Like spoken in the earlier article, our attachment patterns can say a lot about us and about our relationship, and in this article,I will discuss this in detail. Recognizing your pattern of attachment is essential to knowing and understanding what has happened in your past relationships or perhaps the reason you were in the relationship too. For instance, a person with an anxious attachment would think that a partner who is close and gets your needs met is the person that will reassure your love for them. With this perception, they end up choosing someone who tends to be isolated and distant. Does that sound shocking? We tend to project ourselves which attracts what best suits that version, and we hardly realize it.
Is there a way this can be changed? Can I become a person with a secure attachment?
In a research by Shaver and Hazan, it was found that about 60 percent of people have a secure attachment, while 20 percent have an avoidant attachment, and 20 percent have an anxious attachment. (Hazan & Shaver, 1987). What does this convey? All of us fall in one attachment style or the other. The good news is that it is never too late to become securely attached!
Being adults, we tend to constantly find ourselves in dramatic relationships with its ups and downs, emotionally. Sometimes we feel scared to be intimate, or may be too clingy. Others might feel rejected when distant, and trapped when being close in the relationship. Abusive relationships can also be the result of an attachment pattern playing out. But what can we do about it? Turns out, the attachment style that you have adopted as a child does not necessarily have to stick around when you are an adult! Once you have recognized your attachment style, you can discover ways to earning a ‘secure attachment’.

· · · · ·

Resume the passage on attachment styles above, writing on from its final sentence.

· · · · ·

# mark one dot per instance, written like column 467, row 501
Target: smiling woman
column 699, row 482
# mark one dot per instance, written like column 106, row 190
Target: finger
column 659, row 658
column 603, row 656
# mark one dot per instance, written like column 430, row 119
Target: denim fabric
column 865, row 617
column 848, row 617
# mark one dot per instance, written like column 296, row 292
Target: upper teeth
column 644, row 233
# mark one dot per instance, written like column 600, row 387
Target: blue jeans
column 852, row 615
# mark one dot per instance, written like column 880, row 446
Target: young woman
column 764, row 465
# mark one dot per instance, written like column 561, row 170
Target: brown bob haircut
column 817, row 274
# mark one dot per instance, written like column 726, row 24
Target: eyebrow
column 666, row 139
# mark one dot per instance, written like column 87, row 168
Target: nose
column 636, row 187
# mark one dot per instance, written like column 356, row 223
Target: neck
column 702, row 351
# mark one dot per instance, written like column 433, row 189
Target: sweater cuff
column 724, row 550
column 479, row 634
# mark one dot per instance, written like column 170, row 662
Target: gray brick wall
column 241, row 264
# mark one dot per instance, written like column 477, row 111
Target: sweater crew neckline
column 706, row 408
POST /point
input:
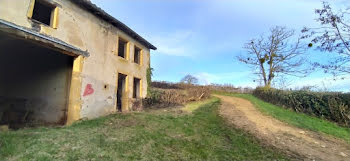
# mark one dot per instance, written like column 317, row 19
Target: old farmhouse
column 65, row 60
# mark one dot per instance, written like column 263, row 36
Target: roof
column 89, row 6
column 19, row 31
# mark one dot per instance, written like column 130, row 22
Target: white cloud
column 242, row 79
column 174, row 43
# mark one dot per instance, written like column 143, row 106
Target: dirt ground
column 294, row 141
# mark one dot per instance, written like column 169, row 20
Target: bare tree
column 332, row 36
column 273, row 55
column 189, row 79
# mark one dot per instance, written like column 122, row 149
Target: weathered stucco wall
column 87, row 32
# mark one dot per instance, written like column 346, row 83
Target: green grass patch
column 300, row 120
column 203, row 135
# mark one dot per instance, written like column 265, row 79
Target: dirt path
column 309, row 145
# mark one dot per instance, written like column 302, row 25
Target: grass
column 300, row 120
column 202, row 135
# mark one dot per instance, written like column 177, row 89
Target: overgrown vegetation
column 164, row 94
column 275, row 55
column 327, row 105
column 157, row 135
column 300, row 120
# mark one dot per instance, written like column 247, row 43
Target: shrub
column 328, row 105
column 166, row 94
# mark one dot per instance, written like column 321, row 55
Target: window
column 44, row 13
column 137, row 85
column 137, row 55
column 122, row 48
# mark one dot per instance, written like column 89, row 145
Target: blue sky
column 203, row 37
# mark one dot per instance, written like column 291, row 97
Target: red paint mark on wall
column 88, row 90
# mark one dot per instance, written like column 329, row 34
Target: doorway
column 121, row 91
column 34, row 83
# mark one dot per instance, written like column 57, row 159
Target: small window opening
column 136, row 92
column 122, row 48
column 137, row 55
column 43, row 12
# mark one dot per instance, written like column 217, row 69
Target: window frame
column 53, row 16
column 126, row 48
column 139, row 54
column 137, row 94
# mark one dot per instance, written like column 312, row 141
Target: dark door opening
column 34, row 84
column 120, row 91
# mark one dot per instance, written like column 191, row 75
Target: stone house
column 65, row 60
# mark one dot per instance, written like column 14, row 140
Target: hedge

· · · · ·

**ANSWER SECTION**.
Ann and Dave had been in a 6 year long relationship and could not seem to understand what they were doing wrong. They had been unhappy for a long time. On speaking about this in therapy, we could understand that Ann had an anxious attachment style. Because of this, there seemed to be the need for Dave wanting to complete an unresolved and unexplained need for being rescued. Ann would feel safe when Dave would feed the emotional void present. In the long run, this behavior had turned from a notion of fantasy to unspoken reality.
According to Dr, Dan Siegel (professor of clinical psychiatry at the UCLA School of Medicine and Executive Director of the Mindsight Institute), “the best predictor of a child’s security of attachment is not what happened to his parents as children, but rather how his parents made sense of those childhood experiences.” Key: making sense of your childhood.
It can be quite difficult to go back to your childhood and go through everything, but realizing a reason, or a perspective which would give your present narrative a reason. Your life, your relationships, you as a person and so on can be understood by doing this.
Once this is done, your defenses, coping mechanisms and the meaning behind this would come to light. Therapy or speaking to a professional is definitely a process that would help you discover this better and with the right guidance. Slowly, a secure relationship can be built with a secure and healthy pattern that is followed.